[TEXTO DE PARTIDA]

El problema fundamental que supone la idiotización progresiva de la población es que sin palabras resulta imposible ver más allá.

Somos lenguaje. Es lo que hay de Dios en nosotros. Al igual que sucedería con nuestro estómago si nos viésemos obligados a ingerir alimentos podridos -como los marineros de Magallanes por ejemplo-, sin las palabras adecuadas nuestro cerebro y nuestra alma solo producen respuestas violentas, irracionales e instintivas. Siempre a la defensiva.

Alimentarnos de basura nos convierte en basura. Basura moral, basura intelectual.

No es un problema de dinero. Se puede vivir en el barrio de Salamanca y ser un imbécil de marca mayor. Cómo...? No lo sabíais?

Es un problema de dieta. Hay que eliminar de nuestra dieta diaria todas las grasas hidrogenadas. Músicas repugnantes, letras concebidas por un acéfalo, libros de autoayuda que solo ayudan al autor a llegar a fin de mes, periódicos que incitan al odio, reguetones, cumbias, series de televisión que insultan la inteligencia. Prenderle fuego a todo eso. Por higiene mental.

La televisión es un gran invento. Tengo una tele gigante en casa. Lo primero que hice al instalarla fue romper con mis alicates marca Ikea la entrada de la antena. Upsssss... se rompió. Ya no puedo ver la tele. Solo películas, documentales, conciertos.

Estamos en tiempos Fahrenheit 451. La temperatura a la que arde el papel. Hoy más que nunca la cultura, la ciencia y el pensamiento resultan imprescindibles.

Poblar los cerebros con palabras. Una sola palabra cambia el curso de una vida, salva almas. No hay esperanza lejos de las palabras.

*

Palabras                                                              para Valeria, con amor.

Una sola palabra me trajo hasta vos, te puso en mi camino de marino errante. Muchos más de cien días de otear el horizonte, buscando tierra fértil, los ojos enrojecidos, atado al palo mayor. Un débil resplandor a lo lejos, faros de infinita belleza.

Aterido de golpear las puertas del cielo.

Una bahía plena de oxígeno donde hacer aguada y anclar definitivamente todos nuestros barcos.

Mis manos te doy. Para sembrar el valle de punta a punta y dejar de respirar en los desolados pasillos de un expreso nocturno.

Una casa. La risa de los hijos. Guitarras.

Labios. El tiempo es sangre. El pulso de mi sangre.

[/TEXTO DE PARTIDA]
[DATOS MOSTRADOS]

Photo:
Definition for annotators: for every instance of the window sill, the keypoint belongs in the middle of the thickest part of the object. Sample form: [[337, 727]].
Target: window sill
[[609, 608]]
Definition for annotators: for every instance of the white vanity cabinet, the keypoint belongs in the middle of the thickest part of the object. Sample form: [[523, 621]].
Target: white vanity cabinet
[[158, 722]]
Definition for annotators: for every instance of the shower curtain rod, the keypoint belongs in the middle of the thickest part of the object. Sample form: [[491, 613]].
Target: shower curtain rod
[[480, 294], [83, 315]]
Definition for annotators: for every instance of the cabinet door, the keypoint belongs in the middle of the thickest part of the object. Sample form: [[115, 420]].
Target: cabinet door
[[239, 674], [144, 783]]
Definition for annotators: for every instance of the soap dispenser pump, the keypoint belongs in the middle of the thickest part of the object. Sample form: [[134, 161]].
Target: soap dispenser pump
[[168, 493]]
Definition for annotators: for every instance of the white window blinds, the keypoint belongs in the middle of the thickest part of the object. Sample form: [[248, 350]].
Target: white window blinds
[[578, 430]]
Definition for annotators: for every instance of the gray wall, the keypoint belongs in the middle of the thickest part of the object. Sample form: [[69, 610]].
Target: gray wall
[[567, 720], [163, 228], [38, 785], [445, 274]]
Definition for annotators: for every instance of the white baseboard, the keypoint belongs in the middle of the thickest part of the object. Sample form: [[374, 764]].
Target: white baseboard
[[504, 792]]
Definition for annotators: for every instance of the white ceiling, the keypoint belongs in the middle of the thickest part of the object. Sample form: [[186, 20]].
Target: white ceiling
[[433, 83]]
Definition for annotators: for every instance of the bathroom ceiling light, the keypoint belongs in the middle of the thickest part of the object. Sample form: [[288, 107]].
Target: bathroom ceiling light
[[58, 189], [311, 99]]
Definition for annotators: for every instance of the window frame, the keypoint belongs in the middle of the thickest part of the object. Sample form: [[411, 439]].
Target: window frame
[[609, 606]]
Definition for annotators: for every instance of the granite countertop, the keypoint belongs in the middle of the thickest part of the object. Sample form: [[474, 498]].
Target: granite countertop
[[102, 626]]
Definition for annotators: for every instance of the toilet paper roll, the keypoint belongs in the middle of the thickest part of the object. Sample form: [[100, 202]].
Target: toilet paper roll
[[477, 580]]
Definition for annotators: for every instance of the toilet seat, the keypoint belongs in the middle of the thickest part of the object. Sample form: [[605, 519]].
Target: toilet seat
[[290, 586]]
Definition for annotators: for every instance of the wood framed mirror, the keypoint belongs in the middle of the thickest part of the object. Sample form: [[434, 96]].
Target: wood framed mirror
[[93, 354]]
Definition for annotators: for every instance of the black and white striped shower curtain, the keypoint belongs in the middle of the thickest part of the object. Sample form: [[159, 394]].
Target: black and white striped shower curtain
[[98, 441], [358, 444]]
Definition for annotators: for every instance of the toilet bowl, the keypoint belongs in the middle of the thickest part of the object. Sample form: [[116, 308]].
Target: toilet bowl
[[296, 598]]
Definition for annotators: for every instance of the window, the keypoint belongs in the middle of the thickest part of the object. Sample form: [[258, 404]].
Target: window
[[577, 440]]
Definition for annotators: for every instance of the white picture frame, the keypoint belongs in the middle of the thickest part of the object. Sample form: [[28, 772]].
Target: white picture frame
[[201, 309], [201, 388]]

[/DATOS MOSTRADOS]
[DATOS MOSTRADOS]

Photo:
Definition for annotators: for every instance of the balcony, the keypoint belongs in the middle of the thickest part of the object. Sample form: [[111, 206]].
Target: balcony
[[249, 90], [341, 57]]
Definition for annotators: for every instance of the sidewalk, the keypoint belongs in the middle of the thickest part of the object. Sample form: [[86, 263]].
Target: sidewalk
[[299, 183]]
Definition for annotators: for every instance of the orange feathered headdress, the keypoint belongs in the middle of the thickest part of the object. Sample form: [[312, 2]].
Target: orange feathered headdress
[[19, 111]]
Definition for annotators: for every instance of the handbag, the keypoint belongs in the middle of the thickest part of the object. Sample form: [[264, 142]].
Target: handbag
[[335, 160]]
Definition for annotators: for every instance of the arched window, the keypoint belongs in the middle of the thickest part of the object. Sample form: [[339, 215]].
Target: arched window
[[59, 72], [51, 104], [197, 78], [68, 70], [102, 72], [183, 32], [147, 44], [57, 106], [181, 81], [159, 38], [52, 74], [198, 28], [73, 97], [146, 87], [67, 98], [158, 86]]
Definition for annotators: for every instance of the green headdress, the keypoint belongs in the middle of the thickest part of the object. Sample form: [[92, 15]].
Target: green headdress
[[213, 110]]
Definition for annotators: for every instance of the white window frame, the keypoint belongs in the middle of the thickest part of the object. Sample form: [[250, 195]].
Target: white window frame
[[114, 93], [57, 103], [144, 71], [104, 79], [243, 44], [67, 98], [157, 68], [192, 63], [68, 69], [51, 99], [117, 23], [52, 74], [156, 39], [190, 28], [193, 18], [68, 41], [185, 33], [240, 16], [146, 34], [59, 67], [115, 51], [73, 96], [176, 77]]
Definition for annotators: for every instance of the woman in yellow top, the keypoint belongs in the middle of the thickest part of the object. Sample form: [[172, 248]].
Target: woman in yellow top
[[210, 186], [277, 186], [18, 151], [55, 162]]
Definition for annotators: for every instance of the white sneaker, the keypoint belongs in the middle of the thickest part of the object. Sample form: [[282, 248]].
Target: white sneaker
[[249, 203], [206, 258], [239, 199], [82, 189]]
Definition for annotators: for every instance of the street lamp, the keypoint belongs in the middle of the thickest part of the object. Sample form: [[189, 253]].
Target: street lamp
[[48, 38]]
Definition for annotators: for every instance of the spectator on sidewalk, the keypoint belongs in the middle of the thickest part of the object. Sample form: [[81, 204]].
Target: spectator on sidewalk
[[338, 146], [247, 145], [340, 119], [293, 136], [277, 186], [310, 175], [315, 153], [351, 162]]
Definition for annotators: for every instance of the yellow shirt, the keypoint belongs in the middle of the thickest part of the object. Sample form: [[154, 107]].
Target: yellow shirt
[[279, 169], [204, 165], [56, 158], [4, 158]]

[/DATOS MOSTRADOS]

• TAREA A REALIZAR
Responde estas preguntas sobre el texto acerca de las palabras:
1. ¿Qué se rompió con los alicates al instalar la tele gigante?
2. Según el texto, ¿qué temperatura es Fahrenheit 451?
3. ¿A quién está dedicado el poema "Palabras"?
Los datos no tienen relación con el texto.

• RESULTADO DEL EJERCICIO
1. La entrada de la antena.
2. La temperatura a la que arde el papel.
3. A Valeria.